** WRITTEN TASK **
Reproduce every line of the material below word for word, keeping the original order and line breaks.

——

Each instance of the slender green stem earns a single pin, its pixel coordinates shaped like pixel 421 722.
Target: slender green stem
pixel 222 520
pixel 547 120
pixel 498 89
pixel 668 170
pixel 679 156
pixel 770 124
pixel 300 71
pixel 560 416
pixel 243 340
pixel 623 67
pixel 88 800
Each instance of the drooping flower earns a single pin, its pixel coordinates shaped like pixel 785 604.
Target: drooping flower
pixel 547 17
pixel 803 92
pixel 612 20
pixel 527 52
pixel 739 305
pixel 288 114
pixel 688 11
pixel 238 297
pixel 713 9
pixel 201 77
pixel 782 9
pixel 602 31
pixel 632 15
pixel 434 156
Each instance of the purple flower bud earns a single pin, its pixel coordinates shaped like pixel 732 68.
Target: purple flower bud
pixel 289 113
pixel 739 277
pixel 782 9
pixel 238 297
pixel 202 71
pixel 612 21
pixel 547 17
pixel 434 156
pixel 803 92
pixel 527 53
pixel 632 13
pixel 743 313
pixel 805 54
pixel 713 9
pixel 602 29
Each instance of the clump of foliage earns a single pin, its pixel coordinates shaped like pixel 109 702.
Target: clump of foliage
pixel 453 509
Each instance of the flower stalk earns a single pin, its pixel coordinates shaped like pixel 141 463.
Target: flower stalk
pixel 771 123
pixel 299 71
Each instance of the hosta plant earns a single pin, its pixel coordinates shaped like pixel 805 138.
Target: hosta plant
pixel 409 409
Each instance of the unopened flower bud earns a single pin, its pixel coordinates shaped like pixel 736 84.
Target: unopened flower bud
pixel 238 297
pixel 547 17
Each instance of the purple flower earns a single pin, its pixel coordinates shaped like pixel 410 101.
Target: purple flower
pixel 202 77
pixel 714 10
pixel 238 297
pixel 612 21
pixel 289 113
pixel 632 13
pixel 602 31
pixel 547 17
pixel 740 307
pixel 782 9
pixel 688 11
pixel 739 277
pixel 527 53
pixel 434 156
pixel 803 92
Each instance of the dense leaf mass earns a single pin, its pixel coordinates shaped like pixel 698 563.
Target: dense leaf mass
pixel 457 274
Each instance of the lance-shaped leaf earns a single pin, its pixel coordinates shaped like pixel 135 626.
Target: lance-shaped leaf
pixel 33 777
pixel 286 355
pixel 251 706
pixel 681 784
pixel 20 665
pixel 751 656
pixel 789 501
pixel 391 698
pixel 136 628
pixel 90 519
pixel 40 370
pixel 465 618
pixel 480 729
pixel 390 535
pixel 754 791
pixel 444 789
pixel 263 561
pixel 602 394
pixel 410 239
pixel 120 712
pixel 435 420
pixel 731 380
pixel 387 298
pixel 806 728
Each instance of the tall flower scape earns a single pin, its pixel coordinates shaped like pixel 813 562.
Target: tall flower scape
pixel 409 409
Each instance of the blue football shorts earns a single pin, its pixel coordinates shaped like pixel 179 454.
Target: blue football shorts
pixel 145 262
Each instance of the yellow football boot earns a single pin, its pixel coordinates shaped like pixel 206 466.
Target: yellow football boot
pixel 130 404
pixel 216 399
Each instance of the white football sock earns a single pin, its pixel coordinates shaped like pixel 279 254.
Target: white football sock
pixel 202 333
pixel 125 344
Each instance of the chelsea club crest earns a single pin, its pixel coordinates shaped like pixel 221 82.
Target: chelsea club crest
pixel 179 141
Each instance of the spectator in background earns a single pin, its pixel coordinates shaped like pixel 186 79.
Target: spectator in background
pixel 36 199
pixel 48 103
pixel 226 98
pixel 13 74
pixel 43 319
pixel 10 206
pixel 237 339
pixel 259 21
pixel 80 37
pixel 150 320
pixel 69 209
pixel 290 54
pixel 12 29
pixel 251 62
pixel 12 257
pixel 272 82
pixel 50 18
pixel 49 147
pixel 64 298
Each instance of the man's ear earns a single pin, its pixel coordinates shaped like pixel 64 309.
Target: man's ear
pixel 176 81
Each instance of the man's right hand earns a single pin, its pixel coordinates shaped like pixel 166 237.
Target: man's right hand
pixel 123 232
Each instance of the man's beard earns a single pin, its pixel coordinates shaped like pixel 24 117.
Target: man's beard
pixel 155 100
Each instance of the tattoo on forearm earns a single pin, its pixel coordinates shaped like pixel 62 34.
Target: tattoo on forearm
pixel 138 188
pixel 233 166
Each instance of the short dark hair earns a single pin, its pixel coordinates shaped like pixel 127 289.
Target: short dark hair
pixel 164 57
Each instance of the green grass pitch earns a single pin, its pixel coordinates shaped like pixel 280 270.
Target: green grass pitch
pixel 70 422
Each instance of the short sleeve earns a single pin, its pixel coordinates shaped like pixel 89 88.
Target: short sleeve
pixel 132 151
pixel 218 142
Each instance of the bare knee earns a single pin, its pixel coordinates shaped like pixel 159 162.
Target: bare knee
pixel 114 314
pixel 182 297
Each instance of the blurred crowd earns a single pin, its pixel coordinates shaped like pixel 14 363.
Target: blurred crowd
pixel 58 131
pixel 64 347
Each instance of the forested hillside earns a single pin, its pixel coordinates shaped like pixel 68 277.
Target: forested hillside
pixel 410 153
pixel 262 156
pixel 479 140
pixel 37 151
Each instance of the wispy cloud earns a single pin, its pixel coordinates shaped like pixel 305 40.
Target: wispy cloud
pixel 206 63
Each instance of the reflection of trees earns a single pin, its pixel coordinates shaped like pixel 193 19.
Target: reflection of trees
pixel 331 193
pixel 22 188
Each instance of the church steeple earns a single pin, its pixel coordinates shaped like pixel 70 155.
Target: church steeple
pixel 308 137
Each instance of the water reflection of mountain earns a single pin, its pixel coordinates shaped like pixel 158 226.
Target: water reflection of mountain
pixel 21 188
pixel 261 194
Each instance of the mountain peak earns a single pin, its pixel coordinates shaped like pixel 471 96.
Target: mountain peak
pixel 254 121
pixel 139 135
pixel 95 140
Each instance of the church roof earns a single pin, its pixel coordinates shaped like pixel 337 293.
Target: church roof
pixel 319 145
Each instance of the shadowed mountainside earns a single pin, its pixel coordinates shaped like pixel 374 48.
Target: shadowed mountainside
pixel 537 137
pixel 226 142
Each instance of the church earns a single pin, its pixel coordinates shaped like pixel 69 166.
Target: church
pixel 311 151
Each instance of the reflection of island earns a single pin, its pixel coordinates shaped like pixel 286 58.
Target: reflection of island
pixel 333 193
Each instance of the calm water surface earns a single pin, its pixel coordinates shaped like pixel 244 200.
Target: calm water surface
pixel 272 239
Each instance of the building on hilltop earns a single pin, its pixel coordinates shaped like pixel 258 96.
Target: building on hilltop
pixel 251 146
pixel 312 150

——

** RESPONSE FOR THIS EXERCISE **
Each instance of the slender green stem earns a single pin, its pixel coordinates shaped like pixel 421 722.
Target: slender green stem
pixel 222 520
pixel 547 120
pixel 498 89
pixel 668 170
pixel 679 156
pixel 770 124
pixel 300 71
pixel 560 416
pixel 243 340
pixel 623 67
pixel 88 800
Each instance of the drooping flower earns a single pin, its pixel coordinates shaped like pixel 785 604.
Target: drooping flower
pixel 547 17
pixel 803 92
pixel 612 20
pixel 527 52
pixel 739 305
pixel 288 114
pixel 688 11
pixel 238 297
pixel 713 9
pixel 201 77
pixel 782 9
pixel 602 31
pixel 632 15
pixel 434 156
Each instance of the purple flower bud earns a single pin, its pixel coordinates shaped like pixel 732 68.
Target: purple flower bud
pixel 289 113
pixel 739 277
pixel 782 9
pixel 238 297
pixel 202 71
pixel 612 21
pixel 547 17
pixel 434 156
pixel 803 92
pixel 527 53
pixel 632 13
pixel 743 313
pixel 805 54
pixel 713 9
pixel 602 29
Each instance of the clump of foliage earns a single pin, its pixel coordinates shaped like pixel 109 702.
Target: clump of foliage
pixel 453 509
Each instance of the flower stalk earns a single pin, its pixel coordinates shaped like pixel 141 463.
Target: flower stalk
pixel 771 123
pixel 299 71
Each instance of the hosta plant earns a single pin, its pixel coordinates shaped like pixel 805 138.
Target: hosta plant
pixel 409 409
Each instance of the unopened flower bud earns a single pin, its pixel coordinates shaped like pixel 736 84.
Target: unopened flower bud
pixel 238 297
pixel 547 17
Each instance of the purple flower earns a single pin, its pixel coordinates shaped like pixel 410 101.
Target: purple flower
pixel 202 77
pixel 714 10
pixel 238 297
pixel 612 21
pixel 289 113
pixel 632 13
pixel 602 31
pixel 547 17
pixel 740 307
pixel 782 9
pixel 688 11
pixel 739 277
pixel 527 53
pixel 434 156
pixel 803 92
Each instance of the dense leaf mass earns a single pin, its pixel coordinates shaped like pixel 698 563.
Target: dense leaf mass
pixel 457 274
Each instance of the lance-shaped leaf earns a single pin, its pixel coordinates shaped like pixel 135 626.
Target: lance-shaped leaf
pixel 33 777
pixel 286 355
pixel 251 706
pixel 681 784
pixel 20 665
pixel 751 656
pixel 789 501
pixel 391 698
pixel 136 628
pixel 90 519
pixel 40 370
pixel 465 618
pixel 480 729
pixel 390 535
pixel 754 791
pixel 444 789
pixel 263 561
pixel 602 394
pixel 410 239
pixel 120 712
pixel 435 420
pixel 731 380
pixel 387 298
pixel 806 728
Each instance of the tall flower scape earns a single pin, its pixel coordinates shaped like pixel 813 562.
Target: tall flower scape
pixel 409 409
Each instance of the blue football shorts earns a single pin, its pixel coordinates shaped like pixel 179 454.
Target: blue football shorts
pixel 145 262
Each instance of the yellow football boot earns a single pin, its pixel coordinates shaped like pixel 206 466.
Target: yellow football boot
pixel 130 404
pixel 216 399
Each instance of the white football sock earns a single pin, its pixel coordinates shaped like pixel 279 254.
Target: white football sock
pixel 202 333
pixel 125 344
Each instance of the chelsea club crest earns a single pin, its pixel coordinates shaped like pixel 221 82.
Target: chelsea club crest
pixel 179 141
Each instance of the spectator in background earns a single pin, its pixel coordinates shaped like pixel 186 79.
Target: spectator in background
pixel 36 199
pixel 48 103
pixel 226 98
pixel 13 74
pixel 43 319
pixel 10 206
pixel 237 339
pixel 259 21
pixel 80 37
pixel 150 320
pixel 69 209
pixel 290 54
pixel 12 29
pixel 251 62
pixel 12 257
pixel 272 82
pixel 50 18
pixel 49 147
pixel 64 298
Each instance of the man's ear earns a single pin, its pixel coordinates shaped like pixel 64 309.
Target: man's ear
pixel 176 81
Each instance of the man's right hand earns a single pin, its pixel coordinates shaped like pixel 166 237.
Target: man's right hand
pixel 123 232
Each instance of the man's beard earns a single pin, its pixel coordinates shaped like pixel 24 117.
Target: man's beard
pixel 155 100
Each instance of the tattoo on forearm earns a single pin, its pixel coordinates shaped like pixel 62 34.
Target: tattoo on forearm
pixel 138 188
pixel 233 166
Each instance of the short dark hair earns a single pin, its pixel coordinates shaped like pixel 127 289.
Target: short dark hair
pixel 164 57
Each instance of the green grass pitch earns a single pin, its pixel coordinates shaped like pixel 280 270.
Target: green grass pitch
pixel 70 422
Each instance of the short sleeve earns a single pin, its pixel coordinates shaped like pixel 89 88.
Target: short sleeve
pixel 132 151
pixel 218 142
Each instance of the bare knee earns a single pin, its pixel coordinates shaped like pixel 159 162.
Target: bare knee
pixel 114 314
pixel 182 297
Each instance of the blurred crowd earns a single pin, its pixel coordinates shaped like pixel 14 363.
Target: blurred crowd
pixel 58 131
pixel 64 347
Each instance of the forested hillside earns a single pin, its pixel coordinates shaped like pixel 68 277.
Target: forested hillside
pixel 410 153
pixel 262 156
pixel 479 140
pixel 37 151
Each instance of the wispy cloud earns a single pin, its pixel coordinates shaped like pixel 305 40.
Target: wispy cloud
pixel 206 63
Each instance of the reflection of trees earns a single pin, its pixel coordinates shaped like pixel 193 19.
Target: reflection of trees
pixel 331 193
pixel 22 188
Each instance of the church steeple earns a single pin, its pixel coordinates shaped like pixel 70 155.
Target: church steeple
pixel 308 137
Each instance of the water reflection of mountain earns a single pin, its pixel coordinates shaped like pixel 158 226.
Target: water reflection of mountain
pixel 21 188
pixel 261 194
Each instance of the mountain peak earns a single pin, its pixel coordinates shaped like pixel 471 96.
Target: mountain peak
pixel 254 121
pixel 139 135
pixel 95 140
Each instance of the church roof earns a single pin, its pixel coordinates shaped like pixel 337 293.
Target: church roof
pixel 319 145
Each instance of the shadowed mountainside earns a single pin, its pixel coordinates shaped like pixel 374 48.
Target: shadowed mountainside
pixel 537 137
pixel 226 142
Each instance of the church earns a single pin, its pixel coordinates shaped like pixel 69 166.
Target: church
pixel 311 151
Each instance of the reflection of island earns a single pin, its pixel coordinates shaped like pixel 286 58.
Target: reflection of island
pixel 333 193
Each instance of the calm water surface earns a single pin, its pixel coordinates shaped like pixel 244 200.
Target: calm water surface
pixel 272 239
Each instance of the building on hilltop earns a single pin, its pixel coordinates shaped like pixel 258 96.
Target: building on hilltop
pixel 251 146
pixel 312 150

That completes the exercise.